**** Supplied material
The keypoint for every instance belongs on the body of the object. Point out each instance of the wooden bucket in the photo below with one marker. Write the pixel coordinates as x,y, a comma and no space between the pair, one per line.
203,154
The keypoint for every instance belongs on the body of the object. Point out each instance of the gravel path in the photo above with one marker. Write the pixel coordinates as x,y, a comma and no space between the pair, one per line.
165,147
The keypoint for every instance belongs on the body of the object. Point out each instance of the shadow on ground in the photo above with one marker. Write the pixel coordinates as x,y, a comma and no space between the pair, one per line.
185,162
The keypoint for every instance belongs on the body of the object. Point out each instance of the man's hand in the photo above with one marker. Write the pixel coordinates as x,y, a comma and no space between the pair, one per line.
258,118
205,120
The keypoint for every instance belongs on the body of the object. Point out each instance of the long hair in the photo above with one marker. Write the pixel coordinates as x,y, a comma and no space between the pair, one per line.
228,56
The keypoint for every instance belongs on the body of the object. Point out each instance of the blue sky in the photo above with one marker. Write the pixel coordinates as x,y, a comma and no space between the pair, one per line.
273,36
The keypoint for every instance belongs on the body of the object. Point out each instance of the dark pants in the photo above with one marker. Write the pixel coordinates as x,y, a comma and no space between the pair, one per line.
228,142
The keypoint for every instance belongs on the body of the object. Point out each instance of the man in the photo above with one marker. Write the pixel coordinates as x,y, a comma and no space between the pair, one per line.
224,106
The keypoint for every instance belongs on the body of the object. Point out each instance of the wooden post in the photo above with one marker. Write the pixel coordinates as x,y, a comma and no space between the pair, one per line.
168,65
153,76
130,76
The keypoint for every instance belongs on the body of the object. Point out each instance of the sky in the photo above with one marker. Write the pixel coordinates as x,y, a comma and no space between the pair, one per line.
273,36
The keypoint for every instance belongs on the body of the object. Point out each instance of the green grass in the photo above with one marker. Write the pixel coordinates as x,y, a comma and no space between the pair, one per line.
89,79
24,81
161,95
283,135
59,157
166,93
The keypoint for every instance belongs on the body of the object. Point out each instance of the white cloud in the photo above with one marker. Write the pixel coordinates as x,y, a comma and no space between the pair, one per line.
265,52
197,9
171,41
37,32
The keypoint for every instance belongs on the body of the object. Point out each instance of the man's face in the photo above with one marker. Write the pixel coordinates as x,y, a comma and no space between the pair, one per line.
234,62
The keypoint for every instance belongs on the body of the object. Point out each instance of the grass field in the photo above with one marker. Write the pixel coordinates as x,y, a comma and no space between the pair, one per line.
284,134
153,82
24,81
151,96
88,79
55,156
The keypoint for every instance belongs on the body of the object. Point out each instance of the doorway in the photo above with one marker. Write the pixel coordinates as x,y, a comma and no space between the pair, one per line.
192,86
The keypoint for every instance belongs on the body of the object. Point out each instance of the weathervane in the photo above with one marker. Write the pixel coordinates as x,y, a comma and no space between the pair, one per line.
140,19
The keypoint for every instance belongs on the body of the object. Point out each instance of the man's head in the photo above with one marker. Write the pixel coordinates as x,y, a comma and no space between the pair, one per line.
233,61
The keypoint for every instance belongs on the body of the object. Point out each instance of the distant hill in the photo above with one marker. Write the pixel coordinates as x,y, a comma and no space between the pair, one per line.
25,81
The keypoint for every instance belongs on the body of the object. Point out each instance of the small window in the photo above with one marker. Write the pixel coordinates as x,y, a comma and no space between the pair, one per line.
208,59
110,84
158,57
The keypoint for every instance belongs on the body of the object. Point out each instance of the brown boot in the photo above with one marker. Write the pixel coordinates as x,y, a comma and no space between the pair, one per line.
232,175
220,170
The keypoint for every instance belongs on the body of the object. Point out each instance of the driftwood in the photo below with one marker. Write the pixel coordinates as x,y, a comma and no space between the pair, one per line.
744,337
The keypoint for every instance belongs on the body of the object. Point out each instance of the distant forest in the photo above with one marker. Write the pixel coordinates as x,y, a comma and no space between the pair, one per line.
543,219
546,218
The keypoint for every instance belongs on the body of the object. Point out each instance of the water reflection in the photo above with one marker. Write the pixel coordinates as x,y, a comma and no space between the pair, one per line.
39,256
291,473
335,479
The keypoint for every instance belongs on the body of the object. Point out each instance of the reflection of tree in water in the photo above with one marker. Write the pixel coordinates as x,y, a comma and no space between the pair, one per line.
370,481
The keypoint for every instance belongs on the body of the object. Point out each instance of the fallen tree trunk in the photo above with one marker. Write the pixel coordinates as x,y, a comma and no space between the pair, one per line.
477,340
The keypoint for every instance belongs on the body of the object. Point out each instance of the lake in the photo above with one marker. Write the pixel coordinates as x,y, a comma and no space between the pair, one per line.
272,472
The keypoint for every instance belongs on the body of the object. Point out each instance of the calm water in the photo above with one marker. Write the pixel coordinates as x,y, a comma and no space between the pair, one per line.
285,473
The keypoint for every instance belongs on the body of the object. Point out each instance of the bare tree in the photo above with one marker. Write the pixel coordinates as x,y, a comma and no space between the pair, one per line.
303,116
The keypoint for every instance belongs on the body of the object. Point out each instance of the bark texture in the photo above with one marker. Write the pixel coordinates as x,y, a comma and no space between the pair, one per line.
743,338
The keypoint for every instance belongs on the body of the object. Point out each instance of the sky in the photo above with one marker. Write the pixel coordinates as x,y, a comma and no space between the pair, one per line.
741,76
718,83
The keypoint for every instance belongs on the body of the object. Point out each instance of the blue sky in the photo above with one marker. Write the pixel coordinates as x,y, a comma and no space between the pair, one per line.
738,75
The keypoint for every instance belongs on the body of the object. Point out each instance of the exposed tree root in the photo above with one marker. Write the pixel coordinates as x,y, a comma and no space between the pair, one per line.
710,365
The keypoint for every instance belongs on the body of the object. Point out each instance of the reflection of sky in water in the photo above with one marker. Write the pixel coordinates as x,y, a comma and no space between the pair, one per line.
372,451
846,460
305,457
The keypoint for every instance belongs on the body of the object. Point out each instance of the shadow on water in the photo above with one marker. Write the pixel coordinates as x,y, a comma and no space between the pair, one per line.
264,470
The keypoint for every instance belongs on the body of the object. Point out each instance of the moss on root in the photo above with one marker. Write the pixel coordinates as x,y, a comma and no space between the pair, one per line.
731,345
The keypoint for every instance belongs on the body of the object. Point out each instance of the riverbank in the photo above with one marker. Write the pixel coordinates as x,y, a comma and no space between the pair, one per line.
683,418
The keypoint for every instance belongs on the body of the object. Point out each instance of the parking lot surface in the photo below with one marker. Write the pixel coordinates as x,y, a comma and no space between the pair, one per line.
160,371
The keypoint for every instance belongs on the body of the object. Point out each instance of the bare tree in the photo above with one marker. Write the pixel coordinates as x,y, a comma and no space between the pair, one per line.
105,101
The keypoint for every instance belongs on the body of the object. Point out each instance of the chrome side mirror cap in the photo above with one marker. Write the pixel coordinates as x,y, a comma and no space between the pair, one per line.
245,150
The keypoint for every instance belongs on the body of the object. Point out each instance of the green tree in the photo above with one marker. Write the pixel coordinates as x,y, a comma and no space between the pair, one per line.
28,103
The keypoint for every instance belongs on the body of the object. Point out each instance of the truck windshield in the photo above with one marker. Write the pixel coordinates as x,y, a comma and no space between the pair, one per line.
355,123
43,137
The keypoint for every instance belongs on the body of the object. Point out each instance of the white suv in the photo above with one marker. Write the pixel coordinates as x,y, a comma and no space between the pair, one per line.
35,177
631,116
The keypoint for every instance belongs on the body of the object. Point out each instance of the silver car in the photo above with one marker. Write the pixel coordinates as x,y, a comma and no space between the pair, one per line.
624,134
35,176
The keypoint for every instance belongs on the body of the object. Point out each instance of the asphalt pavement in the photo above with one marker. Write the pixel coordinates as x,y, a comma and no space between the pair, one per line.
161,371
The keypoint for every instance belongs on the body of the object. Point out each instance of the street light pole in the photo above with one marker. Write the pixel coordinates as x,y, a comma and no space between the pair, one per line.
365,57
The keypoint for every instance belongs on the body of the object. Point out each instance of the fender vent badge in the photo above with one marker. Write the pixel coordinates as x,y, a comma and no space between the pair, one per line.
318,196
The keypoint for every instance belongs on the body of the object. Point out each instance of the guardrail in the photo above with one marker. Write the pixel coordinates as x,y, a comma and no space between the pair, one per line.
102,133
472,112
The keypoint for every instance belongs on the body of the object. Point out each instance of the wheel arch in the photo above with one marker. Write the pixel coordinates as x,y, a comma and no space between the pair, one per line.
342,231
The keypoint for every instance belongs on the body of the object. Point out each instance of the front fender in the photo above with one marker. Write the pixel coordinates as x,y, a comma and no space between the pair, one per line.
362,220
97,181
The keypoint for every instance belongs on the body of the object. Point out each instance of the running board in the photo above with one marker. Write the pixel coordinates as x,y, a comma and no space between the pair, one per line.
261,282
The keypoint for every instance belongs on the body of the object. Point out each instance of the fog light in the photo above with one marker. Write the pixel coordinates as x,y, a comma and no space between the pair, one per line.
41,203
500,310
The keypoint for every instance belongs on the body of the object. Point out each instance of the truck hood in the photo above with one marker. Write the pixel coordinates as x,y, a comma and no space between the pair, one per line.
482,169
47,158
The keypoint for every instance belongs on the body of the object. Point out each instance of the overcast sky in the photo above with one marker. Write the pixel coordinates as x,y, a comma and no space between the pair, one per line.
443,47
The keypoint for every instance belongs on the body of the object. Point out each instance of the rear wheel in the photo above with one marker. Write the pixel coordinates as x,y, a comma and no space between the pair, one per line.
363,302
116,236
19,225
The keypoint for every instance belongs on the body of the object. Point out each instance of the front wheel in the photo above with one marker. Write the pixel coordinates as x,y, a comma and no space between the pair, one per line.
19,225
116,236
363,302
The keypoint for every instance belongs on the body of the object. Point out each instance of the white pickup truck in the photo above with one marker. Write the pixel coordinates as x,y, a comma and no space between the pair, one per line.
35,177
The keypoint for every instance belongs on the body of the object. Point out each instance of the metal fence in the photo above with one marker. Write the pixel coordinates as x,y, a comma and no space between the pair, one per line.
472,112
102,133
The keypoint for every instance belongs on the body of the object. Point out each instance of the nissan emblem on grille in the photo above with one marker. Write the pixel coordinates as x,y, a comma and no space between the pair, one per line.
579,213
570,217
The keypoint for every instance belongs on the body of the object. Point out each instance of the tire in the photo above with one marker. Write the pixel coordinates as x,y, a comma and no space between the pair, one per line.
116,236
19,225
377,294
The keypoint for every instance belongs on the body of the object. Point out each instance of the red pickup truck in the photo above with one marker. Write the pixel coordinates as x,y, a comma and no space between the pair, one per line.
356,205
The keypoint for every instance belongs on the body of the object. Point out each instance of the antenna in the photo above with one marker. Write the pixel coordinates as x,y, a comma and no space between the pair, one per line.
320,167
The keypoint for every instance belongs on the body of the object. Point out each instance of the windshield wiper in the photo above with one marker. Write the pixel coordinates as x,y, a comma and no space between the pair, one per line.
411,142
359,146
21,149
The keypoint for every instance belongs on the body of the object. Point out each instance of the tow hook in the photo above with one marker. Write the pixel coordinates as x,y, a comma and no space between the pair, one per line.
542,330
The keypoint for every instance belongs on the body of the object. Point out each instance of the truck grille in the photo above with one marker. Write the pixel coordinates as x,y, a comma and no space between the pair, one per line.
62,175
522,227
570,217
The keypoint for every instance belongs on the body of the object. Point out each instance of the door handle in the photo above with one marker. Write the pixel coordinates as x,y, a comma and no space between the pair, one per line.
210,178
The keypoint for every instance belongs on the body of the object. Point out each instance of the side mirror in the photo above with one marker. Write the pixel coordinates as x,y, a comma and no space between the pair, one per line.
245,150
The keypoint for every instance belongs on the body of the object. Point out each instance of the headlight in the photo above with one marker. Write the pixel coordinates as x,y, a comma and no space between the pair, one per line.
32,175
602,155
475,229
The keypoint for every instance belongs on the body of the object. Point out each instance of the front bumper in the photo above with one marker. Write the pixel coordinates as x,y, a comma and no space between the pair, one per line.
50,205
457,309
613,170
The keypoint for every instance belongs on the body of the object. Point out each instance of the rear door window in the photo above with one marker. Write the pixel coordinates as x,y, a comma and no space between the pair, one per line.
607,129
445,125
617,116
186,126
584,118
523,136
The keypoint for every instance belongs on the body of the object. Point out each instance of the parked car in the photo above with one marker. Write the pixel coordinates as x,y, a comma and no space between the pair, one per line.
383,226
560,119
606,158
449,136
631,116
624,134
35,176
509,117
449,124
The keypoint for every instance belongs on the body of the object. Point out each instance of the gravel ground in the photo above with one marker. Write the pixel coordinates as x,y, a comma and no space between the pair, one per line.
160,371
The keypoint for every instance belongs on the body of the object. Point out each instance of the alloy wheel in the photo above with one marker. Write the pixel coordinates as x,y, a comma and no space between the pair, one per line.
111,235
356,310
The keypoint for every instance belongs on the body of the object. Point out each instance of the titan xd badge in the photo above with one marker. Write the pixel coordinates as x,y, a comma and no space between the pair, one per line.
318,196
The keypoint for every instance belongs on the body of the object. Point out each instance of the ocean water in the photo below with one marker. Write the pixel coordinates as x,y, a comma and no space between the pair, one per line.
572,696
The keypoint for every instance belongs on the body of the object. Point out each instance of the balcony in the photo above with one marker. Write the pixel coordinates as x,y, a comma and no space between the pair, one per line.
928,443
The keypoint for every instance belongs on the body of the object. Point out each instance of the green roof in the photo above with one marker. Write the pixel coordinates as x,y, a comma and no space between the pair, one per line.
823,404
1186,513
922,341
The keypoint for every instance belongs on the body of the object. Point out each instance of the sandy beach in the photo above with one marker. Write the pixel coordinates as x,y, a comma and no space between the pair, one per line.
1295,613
********
» Required work
Extract every line from the one containing "of the alloy" to the end of the entries, including both of those lines, exactly as given and with nothing added.

» The reply
The keypoint for every instance belongs on the body of the object. Point out each instance of the alloy wheel in the photo above with one marker. Write the pixel coordinates as x,y, a comma and no space between the pair, one per line.
111,235
356,310
The keypoint for every instance belongs on the body of the object. Point out each instance of the titan xd badge in the photo above with one marker. Write the pixel coordinates as x,y, a comma and no space between the pair, one per line.
318,196
The keypoint for every instance belongs on the body of the object. Point out each instance of the ocean water in the photo below with one marker. Write the pixel coordinates as x,y, a comma and no space between the pair, one per line.
572,696
The keypoint for every instance belongs on the body of the object. Point out each instance of the balcony in the photo above with one marker. Write the pixel coordinates as x,y, a comma and no space between the pair, one per line.
928,443
The keypoint for every instance belongs on the body of the object. Point out each instance of the green roof in the photo above with one marker. Write the pixel coordinates as x,y, a comma and no space between the pair, one per line.
823,404
1186,513
922,341
The keypoint for every instance belongs on the body of the object. Point out each instance of the sandy beach in the photo above with one marker. Write the pixel coordinates as x,y, a comma and no space between the pair, one per line.
1295,613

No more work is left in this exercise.